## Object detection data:
================

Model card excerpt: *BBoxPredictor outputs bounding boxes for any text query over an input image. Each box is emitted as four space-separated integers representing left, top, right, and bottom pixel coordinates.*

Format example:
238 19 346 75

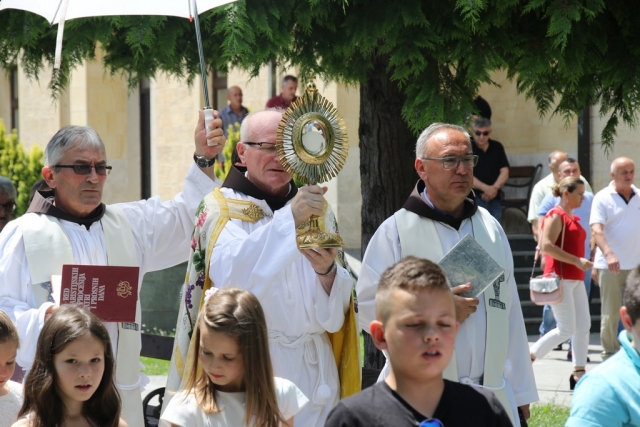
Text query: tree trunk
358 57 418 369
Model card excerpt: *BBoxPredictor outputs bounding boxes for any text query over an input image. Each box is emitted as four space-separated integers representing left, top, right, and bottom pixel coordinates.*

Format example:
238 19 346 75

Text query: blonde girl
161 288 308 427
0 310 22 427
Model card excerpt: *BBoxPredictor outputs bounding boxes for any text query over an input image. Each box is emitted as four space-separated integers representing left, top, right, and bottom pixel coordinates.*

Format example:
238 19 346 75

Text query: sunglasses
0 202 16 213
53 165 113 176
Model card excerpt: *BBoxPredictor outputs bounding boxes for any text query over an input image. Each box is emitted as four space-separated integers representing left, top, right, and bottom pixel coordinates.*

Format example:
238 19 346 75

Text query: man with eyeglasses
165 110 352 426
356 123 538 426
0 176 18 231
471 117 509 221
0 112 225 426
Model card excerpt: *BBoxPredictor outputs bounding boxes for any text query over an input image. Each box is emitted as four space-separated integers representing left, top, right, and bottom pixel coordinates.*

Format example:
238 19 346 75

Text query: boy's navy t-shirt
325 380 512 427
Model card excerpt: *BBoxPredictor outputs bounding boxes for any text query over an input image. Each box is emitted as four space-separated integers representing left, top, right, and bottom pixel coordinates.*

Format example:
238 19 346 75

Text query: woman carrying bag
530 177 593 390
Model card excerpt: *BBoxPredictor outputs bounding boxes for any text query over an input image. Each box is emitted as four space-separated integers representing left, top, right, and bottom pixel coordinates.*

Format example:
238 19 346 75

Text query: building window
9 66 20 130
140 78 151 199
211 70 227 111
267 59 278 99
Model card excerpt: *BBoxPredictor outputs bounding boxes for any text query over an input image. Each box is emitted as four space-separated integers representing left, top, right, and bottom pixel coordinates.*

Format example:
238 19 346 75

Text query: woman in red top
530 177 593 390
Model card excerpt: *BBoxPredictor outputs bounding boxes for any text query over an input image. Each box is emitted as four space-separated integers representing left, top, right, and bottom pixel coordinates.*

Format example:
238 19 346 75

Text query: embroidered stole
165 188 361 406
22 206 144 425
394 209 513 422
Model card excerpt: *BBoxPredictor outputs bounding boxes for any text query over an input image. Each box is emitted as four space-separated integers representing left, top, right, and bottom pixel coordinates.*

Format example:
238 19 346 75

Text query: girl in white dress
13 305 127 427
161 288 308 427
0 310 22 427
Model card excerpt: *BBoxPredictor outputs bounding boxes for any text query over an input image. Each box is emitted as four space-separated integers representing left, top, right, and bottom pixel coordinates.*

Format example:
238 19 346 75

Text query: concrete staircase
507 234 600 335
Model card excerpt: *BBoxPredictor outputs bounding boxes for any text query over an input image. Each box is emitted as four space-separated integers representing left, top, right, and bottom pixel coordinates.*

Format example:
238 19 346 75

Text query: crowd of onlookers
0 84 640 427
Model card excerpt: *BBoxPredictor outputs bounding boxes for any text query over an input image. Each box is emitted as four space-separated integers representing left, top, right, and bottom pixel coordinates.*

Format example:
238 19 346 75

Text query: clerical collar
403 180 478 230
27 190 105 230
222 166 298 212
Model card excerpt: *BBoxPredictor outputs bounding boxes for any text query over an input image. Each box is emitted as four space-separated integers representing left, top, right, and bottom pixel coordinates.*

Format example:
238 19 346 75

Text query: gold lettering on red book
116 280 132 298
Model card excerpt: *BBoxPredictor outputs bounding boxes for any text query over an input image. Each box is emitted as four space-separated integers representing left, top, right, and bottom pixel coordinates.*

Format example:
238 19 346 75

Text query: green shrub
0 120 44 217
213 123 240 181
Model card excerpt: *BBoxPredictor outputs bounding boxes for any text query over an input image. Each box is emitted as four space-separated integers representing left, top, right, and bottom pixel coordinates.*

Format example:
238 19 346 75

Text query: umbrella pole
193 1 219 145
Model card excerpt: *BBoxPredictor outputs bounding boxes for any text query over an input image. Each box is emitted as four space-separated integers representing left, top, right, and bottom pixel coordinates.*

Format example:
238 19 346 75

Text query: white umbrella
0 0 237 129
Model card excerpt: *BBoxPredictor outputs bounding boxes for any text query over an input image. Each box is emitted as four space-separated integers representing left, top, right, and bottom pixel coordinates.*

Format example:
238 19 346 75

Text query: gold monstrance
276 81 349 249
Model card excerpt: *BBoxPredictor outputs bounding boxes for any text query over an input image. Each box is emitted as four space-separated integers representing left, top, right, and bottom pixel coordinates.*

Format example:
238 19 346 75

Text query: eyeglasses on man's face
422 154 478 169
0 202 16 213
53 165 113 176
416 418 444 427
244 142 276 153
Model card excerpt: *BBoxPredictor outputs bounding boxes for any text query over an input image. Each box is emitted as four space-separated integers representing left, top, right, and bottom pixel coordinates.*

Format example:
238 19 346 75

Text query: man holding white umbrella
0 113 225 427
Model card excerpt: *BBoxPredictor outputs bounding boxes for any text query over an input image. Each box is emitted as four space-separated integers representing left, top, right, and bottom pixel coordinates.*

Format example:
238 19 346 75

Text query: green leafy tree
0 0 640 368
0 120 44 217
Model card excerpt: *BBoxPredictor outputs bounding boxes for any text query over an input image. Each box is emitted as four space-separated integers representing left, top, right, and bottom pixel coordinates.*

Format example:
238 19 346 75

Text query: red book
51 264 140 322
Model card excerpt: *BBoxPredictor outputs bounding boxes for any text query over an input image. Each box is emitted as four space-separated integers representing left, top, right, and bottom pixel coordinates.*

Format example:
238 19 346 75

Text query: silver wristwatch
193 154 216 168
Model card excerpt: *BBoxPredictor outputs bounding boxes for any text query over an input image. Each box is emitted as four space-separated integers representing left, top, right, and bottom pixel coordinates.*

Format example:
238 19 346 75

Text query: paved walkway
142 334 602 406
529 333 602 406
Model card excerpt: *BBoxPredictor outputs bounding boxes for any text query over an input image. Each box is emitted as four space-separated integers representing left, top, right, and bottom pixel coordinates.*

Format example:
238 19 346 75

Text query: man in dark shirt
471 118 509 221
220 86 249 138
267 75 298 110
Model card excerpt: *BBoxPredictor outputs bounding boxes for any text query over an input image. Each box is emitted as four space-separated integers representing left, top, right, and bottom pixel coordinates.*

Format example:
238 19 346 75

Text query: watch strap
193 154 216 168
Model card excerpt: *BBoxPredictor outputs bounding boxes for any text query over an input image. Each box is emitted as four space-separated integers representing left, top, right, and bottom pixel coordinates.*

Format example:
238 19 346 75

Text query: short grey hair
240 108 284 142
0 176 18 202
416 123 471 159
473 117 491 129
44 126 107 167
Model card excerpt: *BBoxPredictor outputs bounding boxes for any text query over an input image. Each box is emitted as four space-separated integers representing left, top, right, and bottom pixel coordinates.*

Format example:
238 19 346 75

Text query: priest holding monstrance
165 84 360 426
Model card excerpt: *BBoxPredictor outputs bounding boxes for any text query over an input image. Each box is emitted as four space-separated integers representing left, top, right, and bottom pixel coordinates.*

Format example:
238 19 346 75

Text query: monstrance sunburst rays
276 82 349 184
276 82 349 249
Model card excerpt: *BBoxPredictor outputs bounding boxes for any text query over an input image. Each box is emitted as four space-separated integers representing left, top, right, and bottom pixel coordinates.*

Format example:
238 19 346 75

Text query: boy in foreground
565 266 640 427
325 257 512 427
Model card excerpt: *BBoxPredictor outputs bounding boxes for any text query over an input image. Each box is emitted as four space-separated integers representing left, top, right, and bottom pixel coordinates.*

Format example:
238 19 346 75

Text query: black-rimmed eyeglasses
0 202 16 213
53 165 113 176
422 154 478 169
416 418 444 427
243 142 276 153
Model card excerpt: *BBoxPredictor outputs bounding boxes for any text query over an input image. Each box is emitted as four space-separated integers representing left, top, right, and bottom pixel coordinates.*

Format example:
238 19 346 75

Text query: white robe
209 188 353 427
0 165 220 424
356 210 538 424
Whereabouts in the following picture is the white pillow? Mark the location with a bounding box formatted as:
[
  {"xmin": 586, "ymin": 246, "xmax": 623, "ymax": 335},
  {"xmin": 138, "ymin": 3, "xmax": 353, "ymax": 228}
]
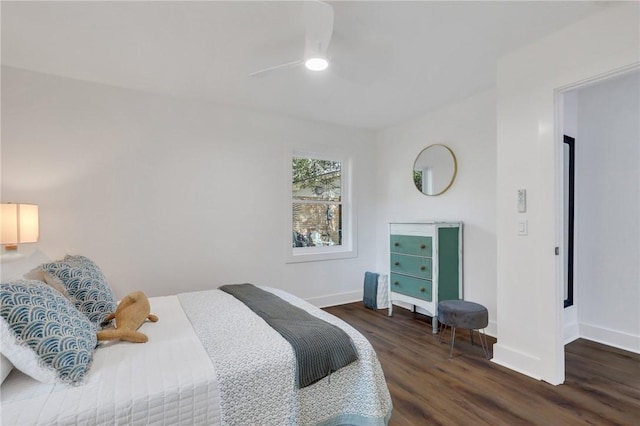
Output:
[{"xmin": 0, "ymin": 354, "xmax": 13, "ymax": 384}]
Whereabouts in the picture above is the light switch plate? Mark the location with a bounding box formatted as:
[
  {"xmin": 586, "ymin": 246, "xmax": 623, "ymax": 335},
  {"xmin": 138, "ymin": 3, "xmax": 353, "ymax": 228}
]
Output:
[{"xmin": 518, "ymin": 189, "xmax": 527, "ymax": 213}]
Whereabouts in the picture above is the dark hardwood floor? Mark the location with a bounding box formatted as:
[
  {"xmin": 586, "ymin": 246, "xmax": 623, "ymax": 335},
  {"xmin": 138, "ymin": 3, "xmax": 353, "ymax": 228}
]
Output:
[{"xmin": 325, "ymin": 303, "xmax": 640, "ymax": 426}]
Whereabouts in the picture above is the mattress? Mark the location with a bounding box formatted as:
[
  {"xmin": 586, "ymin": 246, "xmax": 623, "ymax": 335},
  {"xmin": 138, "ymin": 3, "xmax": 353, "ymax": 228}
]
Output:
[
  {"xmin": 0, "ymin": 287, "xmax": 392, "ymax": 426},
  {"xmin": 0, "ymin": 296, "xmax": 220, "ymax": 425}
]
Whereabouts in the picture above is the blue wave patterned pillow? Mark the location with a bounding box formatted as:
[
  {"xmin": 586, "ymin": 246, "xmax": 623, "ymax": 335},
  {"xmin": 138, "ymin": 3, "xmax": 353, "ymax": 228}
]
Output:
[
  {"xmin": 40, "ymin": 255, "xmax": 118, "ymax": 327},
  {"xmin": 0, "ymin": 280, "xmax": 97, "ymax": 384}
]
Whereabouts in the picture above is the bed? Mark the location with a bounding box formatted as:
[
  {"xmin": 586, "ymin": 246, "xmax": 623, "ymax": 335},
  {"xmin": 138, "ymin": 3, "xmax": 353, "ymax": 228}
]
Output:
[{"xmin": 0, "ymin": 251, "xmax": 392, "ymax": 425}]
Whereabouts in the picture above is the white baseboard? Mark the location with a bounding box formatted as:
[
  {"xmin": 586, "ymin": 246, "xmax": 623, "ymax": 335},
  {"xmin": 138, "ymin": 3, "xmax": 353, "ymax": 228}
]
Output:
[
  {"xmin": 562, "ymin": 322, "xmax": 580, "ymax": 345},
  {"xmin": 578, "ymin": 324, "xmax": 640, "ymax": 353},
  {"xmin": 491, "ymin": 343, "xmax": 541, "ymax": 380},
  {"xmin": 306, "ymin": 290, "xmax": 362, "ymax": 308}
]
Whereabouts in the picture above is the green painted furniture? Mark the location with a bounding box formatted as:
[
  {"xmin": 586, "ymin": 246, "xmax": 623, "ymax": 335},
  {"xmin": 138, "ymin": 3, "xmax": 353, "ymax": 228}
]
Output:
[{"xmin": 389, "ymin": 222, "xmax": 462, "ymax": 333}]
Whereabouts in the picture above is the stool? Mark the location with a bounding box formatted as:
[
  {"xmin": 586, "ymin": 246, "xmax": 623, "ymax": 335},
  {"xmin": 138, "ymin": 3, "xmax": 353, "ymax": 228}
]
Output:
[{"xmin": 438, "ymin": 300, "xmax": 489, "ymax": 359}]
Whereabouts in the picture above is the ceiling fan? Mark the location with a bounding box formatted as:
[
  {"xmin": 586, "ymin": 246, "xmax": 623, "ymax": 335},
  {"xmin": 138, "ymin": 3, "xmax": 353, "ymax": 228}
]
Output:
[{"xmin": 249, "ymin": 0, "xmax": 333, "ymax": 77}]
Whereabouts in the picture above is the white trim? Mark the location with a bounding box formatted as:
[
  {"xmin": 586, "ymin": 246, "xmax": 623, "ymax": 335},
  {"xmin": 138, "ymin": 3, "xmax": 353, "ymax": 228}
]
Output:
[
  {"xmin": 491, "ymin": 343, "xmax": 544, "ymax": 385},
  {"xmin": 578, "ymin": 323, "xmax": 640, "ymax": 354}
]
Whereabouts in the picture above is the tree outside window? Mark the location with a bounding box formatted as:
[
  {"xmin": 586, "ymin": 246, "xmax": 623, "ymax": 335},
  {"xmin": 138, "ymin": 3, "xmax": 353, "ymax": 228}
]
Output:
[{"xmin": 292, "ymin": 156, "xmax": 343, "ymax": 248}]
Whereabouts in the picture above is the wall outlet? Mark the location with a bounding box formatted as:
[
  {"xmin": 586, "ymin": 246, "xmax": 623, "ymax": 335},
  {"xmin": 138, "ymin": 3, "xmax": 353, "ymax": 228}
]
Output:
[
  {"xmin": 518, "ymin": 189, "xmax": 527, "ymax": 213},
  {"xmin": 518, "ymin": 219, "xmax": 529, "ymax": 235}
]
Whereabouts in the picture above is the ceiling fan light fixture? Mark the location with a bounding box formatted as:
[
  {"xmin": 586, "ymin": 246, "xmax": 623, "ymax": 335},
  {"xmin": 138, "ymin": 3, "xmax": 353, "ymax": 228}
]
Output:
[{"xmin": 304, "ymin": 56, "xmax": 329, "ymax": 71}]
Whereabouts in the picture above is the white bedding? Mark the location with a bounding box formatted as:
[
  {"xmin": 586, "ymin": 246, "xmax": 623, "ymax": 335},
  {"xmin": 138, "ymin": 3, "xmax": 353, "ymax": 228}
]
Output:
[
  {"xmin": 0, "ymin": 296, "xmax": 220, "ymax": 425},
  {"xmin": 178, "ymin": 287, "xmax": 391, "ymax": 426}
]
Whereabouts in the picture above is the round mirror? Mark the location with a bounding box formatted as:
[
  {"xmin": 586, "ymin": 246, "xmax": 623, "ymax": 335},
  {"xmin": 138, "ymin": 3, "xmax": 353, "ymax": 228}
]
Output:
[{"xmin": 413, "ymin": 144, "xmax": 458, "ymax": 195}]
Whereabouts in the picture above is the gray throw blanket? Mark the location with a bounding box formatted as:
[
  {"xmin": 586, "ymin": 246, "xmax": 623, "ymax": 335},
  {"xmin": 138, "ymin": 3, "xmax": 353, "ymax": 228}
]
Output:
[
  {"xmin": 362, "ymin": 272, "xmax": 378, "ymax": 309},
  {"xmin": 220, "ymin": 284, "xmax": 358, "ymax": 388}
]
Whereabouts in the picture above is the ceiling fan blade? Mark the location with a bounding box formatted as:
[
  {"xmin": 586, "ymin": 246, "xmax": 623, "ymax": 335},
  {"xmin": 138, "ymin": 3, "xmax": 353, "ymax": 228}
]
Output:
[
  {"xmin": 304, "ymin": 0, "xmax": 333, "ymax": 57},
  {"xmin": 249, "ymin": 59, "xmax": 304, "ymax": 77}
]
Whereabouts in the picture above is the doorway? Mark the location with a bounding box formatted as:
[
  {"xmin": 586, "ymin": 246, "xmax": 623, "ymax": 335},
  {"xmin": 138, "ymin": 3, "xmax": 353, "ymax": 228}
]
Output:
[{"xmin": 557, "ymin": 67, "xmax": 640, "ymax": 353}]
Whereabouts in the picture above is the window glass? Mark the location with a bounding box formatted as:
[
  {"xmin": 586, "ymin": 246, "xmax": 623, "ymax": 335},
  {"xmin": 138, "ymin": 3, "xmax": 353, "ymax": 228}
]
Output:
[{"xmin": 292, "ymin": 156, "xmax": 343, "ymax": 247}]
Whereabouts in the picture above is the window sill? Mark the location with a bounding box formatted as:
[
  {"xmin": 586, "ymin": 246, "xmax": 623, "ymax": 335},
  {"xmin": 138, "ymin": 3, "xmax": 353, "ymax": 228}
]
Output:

================

## The request:
How many lines of the object detection data above contain the word "ceiling", counting case?

## Response to this task:
3